Source text
=== Section Start ===
Circuit battery current Problem

[clope023]

Homework Statement

http://img87.imageshack.us/img87/6702/yffigure2534pk3.jpg

The circuit in the above figure contains two batterires, each with an emf and an internal resistance, and two resistors. Find a) the current in the circuit (magniturde and direction) b) the terminal voltage Vab of the 16V battery c) the potential difference Aac of paoint a with respect to point c

Homework Equations

I = V/R

V = \epsilon - Ir

Vac = Vab-Vbc

The Attempt at a Solution

I1 = V/R = 16V/1.6ohms = 10A (first battery)

I2 = V/R = 8V/1.4ohms = 5.7A (2nd battery)

Vbc = \epsilon - IR = (16+8V) - (10A + 5.7A)(9ohms) = -117.3V

Vab = \epsilon - IR = (16V) - (10A)(1.6ohms) = 0V

Vac = Vab-Vbc = 0 - (-117.3V) = 117.3V

I'm not quite sure if I did the problem correctly, if anyone could check my method I would greatly appreciate it.

 

[Mindscrape]

I don't know if I follow your method, but here's the method I would use:

Sum of voltages around the circuit loop is zero, as Kirchoff's Voltage Law dictates. So starting at node 'a'...

1.6I-16V+9V+...(you finish)=0

 

[clope023]

I don't know if I follow your method, but here's the method I would use:

Sum of voltages around the circuit loop is zero, as Kirchoff's Voltage Law dictates. So starting at node 'a'...

1.6I-16V+9V+...(you finish)=0

um, I understance where you get the intitial resistance and voltage but where does 9V come into play?

would it be:

I(1.6ohms) + 16V - I(9ohms) - 8V - I(1.4ohms) + I(5ohms) = 0 and then I could solve for I?

 

[clope023]

using the setup I made using the Loop Rule I got I = 2A through the circuit, does this seem correct?

 

[clope023]

okay well using my attemtped model, I did the terminal voltage for the 16V battery

Vab = E - Ir = 16 - (2*1.6) = 12.8V

Vac was done taking what looked like the easier path first going through the 5ohm resistor and then through the 8V emf and the 1.4ohm resistor with the 2A current and did:

(-2A*5ohm) + 8V + (2A*1.4ohm) = Vac = .8V

anyone?
=== Section End ===
Instructions
**a.** List the equations given under the "Homework Equations" heading in the circuit battery current thread.
**b.** Extend the circuit battery current thread past its final post, "anyone?"

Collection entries
=== Section Start ===
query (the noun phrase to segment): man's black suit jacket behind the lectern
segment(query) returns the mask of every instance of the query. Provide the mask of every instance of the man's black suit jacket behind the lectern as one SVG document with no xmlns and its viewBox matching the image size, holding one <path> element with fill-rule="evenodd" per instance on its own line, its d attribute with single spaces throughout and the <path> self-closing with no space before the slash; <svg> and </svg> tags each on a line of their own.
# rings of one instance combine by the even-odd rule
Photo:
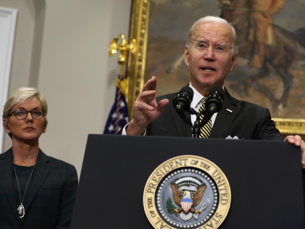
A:
<svg viewBox="0 0 305 229">
<path fill-rule="evenodd" d="M 146 135 L 192 137 L 192 129 L 178 115 L 173 99 L 178 93 L 167 94 L 157 101 L 170 100 L 162 115 L 146 127 Z M 232 112 L 228 111 L 231 110 Z M 210 138 L 237 136 L 239 139 L 283 140 L 268 109 L 233 98 L 225 89 L 224 102 L 214 122 Z"/>
</svg>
=== Section End ===
Numbered responses
**a.**
I = V/R
V = \epsilon - Ir
Vac = Vab-Vbc

**b.**
 

[Dick]

Why are you making some of the voltage drops across resistors positive and some negative? You should be assuming the current is flowing in the same direction through the whole circuit.

 

[clope023]

Why are you making some of the voltage drops across resistors positive and some negative? You should be assuming the current is flowing in the same direction through the whole circuit.

I assumed I could pick direction and going below the a node I would be going in the negative direction going through the 5ohm resistor.

 

[Dick]

Here's what I would do. And I'm not very good at this because I confuse plus and minus a lot but let's assume current is flowing counterclockwise and put a voltage drop across each resistor. Start at a. -5*I-1.4*I-8-9*I+16-1.6*I=0. Am I doing ok, or did I get a sign wrong?

 

[Mindscrape]

Ah, yes, I meant to say 9I. So going from point 'a' all the way around the loop, and assuming a clockwise current, gives.

1.6I-16V+9I+8V+1.4I+5I=0 (the same as Dick's if you multiply by through by -1)
18I=8
I=4/9 and clockwise

Does it make sense to you?